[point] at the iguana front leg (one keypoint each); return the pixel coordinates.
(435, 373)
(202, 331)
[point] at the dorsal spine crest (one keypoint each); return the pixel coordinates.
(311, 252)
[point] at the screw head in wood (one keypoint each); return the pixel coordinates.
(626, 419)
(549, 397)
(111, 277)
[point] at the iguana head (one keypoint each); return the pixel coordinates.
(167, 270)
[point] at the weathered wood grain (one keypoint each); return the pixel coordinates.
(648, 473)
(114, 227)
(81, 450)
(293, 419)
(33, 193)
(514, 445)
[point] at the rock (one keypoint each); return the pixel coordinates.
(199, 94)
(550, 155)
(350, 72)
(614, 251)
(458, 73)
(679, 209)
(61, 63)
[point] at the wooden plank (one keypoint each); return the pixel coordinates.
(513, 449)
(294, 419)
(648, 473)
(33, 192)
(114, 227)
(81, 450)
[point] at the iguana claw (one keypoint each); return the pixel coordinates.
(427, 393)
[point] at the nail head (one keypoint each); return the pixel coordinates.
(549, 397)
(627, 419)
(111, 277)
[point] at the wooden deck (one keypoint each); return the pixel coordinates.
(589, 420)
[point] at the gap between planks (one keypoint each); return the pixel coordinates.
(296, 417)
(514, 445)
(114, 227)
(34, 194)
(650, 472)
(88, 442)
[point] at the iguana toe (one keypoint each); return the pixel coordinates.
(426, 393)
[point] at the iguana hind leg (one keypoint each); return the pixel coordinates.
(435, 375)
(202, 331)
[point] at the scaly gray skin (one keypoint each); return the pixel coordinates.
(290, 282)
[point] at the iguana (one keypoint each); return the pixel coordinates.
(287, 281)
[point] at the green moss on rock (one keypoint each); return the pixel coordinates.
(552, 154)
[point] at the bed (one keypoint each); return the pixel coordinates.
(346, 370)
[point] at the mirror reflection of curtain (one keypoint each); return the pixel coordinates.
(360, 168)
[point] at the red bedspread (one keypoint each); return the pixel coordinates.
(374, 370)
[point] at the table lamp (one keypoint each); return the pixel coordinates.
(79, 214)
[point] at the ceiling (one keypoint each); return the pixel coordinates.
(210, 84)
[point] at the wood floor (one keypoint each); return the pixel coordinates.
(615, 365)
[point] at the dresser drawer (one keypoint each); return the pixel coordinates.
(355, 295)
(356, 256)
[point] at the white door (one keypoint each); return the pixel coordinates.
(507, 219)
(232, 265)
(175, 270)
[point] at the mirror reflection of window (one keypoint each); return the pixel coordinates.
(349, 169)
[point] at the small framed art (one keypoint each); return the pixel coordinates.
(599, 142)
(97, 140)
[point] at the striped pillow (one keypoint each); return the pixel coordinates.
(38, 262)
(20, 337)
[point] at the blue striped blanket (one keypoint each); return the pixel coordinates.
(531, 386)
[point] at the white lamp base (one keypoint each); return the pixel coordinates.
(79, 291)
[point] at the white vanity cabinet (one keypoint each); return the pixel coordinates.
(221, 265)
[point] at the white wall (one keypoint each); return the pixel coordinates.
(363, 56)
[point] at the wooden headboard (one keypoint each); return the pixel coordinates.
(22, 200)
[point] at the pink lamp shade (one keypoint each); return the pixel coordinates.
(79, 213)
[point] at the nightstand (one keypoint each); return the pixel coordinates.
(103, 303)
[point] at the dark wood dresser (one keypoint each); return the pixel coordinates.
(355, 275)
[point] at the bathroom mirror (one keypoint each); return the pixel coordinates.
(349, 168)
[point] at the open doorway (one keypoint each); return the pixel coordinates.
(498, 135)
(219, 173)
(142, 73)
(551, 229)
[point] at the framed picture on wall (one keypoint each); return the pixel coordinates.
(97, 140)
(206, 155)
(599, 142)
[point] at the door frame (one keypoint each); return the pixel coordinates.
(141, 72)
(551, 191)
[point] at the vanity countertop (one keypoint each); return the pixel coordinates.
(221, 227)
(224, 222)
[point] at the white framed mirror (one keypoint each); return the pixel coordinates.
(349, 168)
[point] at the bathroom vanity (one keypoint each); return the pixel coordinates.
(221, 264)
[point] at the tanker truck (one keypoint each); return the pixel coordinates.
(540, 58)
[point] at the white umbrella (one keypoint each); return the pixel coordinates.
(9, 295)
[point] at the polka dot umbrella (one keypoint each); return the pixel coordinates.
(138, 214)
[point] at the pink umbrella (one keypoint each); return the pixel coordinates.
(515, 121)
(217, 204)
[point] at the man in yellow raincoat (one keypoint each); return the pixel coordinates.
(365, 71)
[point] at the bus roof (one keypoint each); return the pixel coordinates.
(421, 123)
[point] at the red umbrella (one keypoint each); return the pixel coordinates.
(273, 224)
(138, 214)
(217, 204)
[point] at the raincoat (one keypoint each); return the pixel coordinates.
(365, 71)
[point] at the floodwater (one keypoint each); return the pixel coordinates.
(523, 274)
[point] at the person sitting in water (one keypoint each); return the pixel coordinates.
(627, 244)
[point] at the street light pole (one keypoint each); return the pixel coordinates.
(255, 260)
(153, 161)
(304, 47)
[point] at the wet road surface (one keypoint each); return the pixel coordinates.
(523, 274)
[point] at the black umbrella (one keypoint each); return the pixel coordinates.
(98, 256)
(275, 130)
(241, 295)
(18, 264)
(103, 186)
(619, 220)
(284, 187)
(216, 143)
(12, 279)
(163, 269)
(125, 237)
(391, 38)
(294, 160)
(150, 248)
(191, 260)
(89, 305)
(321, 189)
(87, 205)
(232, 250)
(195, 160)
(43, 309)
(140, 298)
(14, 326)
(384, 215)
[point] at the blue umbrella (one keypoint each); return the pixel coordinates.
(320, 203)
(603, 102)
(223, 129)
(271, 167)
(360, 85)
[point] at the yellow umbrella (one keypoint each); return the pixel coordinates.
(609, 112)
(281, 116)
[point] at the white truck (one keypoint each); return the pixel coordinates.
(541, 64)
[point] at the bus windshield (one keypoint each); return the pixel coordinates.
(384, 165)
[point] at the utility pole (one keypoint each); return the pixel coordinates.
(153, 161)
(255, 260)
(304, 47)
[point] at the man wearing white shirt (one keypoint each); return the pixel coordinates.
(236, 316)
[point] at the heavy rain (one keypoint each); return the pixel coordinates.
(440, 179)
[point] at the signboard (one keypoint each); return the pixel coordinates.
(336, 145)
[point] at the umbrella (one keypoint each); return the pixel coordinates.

○ ○ ○ ○ ○

Set exercise:
Repeat, word for word, the part of the entries that opens with the line containing "[point] at the signboard" and runs through the end of the entries, including both ends.

Expected answer:
[point] at the signboard (one keypoint each); return the pixel coordinates.
(336, 145)
[point] at the umbrella (one keypoint each); return the pixel coordinates.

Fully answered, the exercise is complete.